=== Begin Enclosure ===
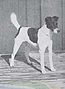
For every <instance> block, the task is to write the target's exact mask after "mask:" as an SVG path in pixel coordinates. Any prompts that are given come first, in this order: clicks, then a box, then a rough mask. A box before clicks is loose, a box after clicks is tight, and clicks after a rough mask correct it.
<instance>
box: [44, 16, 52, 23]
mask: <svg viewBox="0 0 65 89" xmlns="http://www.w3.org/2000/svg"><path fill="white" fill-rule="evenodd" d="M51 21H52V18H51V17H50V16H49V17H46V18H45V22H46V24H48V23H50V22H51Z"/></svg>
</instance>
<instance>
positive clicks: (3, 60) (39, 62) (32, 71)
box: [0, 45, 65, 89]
=== End Enclosure ===
=== Begin Enclosure ===
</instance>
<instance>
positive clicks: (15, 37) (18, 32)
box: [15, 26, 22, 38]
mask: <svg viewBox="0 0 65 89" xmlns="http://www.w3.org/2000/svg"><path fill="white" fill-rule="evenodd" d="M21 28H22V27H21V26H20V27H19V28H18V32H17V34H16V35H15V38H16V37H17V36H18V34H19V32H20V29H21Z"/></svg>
=== End Enclosure ===
• ABOUT THIS TASK
Which lines run from the one holding "For every <instance>" through the one holding "box: [0, 45, 65, 89]" in the records above? Repeat them exactly, both included, and nothing more.

• EXERCISE ANSWER
For every <instance> block, the task is to write the target's exact mask after "mask:" as an SVG path in pixel coordinates. Any prompts that are given come first, in this order: clicks, then a box, then a rough mask. A box before clicks is loose, a box after clicks is tight, and clicks after a rough mask correct it.
<instance>
box: [44, 16, 52, 23]
mask: <svg viewBox="0 0 65 89" xmlns="http://www.w3.org/2000/svg"><path fill="white" fill-rule="evenodd" d="M51 21H52V18H51V17H50V16H49V17H46V18H45V22H46V24H48V23H50V22H51Z"/></svg>
</instance>
<instance>
positive clicks: (3, 60) (39, 62) (32, 71)
box: [0, 45, 65, 89]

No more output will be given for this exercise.